TEXTAUSZUG —
>>
Mitgliedschaft nie bereut

War es bei Oskar die noch fehlende Fähigkeit, derart weitreichende Entscheidungen selbst zu treffen, so versperrte Hans-Jochen Pech ein öffentliches Amt jede „Fluchtmöglichkeit“. Der Dringenburger war 1974 gerade Bürgermeister der Gemeinde Wiefelstede geworden – und als solcher natürlich Vertreter der Gemeinde beim Schützenfest. Der damalige Schützenpräsident Helmut Bödeker verkündete im Festzelt lautstark, der Verein habe ein neues Mitglied bekommen – den neuen Bürgermeister eben. „Ich wusste von nichts“, erinnert sich der 95-Jährige – und hat seine Mitgliedschaft, die er dann einfach nicht mehr ablehnen konnte, dennoch nie bereut, sagt er. Allein 17 Jahre nahm er am Schützenfest als Bürgermeister teil.
<<
ZU PRÜFENDE DATEN —
>>
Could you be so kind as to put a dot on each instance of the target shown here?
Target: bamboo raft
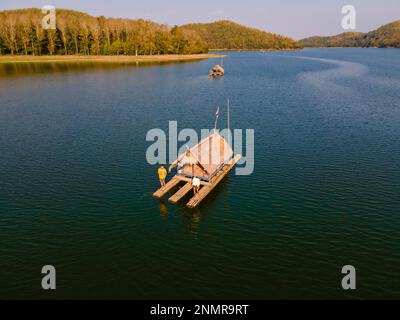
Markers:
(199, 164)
<<
>>
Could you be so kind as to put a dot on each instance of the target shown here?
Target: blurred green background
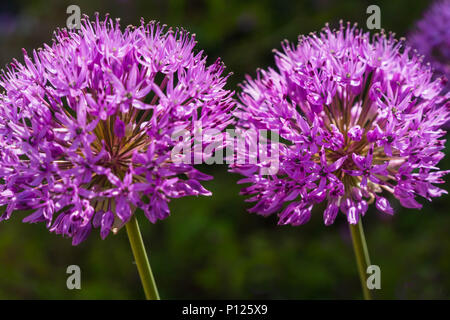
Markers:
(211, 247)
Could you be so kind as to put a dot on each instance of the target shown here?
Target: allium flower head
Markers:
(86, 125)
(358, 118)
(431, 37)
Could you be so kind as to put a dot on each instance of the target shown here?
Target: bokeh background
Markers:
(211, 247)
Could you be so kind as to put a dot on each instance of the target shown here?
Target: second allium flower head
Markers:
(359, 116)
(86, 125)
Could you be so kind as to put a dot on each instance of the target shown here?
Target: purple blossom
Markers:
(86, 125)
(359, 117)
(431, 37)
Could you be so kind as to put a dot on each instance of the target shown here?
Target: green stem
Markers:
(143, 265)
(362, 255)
<<
ARBEITSAUFTRAG 1 — Schreiben Sie aus dem Textauszug den Abschnitt ab, der mit den Worten „War es bei Oskar“ beginnt und mit „als Bürgermeister teil.“ endet.
ARBEITSAUFTRAG 2 — Fassen Sie den Absatz im Textauszug, der mit „War es bei Oskar“ beginnt, kürzer zusammen und behalten Sie dabei seine wesentlichen Fakten bei.

ANTWORTBEREICH 1 —
War es bei Oskar die noch fehlende Fähigkeit, derart weitreichende Entscheidungen selbst zu treffen, so versperrte Hans-Jochen Pech ein öffentliches Amt jede „Fluchtmöglichkeit“. Der Dringenburger war 1974 gerade Bürgermeister der Gemeinde Wiefelstede geworden – und als solcher natürlich Vertreter der Gemeinde beim Schützenfest. Der damalige Schützenpräsident Helmut Bödeker verkündete im Festzelt lautstark, der Verein habe ein neues Mitglied bekommen – den neuen Bürgermeister eben. „Ich wusste von nichts“, erinnert sich der 95-Jährige – und hat seine Mitgliedschaft, die er dann einfach nicht mehr ablehnen konnte, dennoch nie bereut, sagt er. Allein 17 Jahre nahm er am Schützenfest als Bürgermeister teil.

ANTWORTBEREICH 2 — Anders als Oskar, dem noch die Fähigkeit zu so weitreichenden Entscheidungen fehlte, hatte Hans-Jochen Pech wegen seines öffentlichen Amtes keine „Fluchtmöglichkeit“. Der Dringenburger war 1974 Bürgermeister der Gemeinde Wiefelstede geworden und vertrat sie beim Schützenfest. Dort verkündete Schützenpräsident Helmut Bödeker im Festzelt, der neue Bürgermeister sei Vereinsmitglied geworden, ohne dass dieser davon wusste. Die Mitgliedschaft konnte der heute 95-Jährige nicht mehr ablehnen, bereut hat er sie nach eigener Aussage aber nie. Allein 17 Jahre nahm er als Bürgermeister am Schützenfest teil.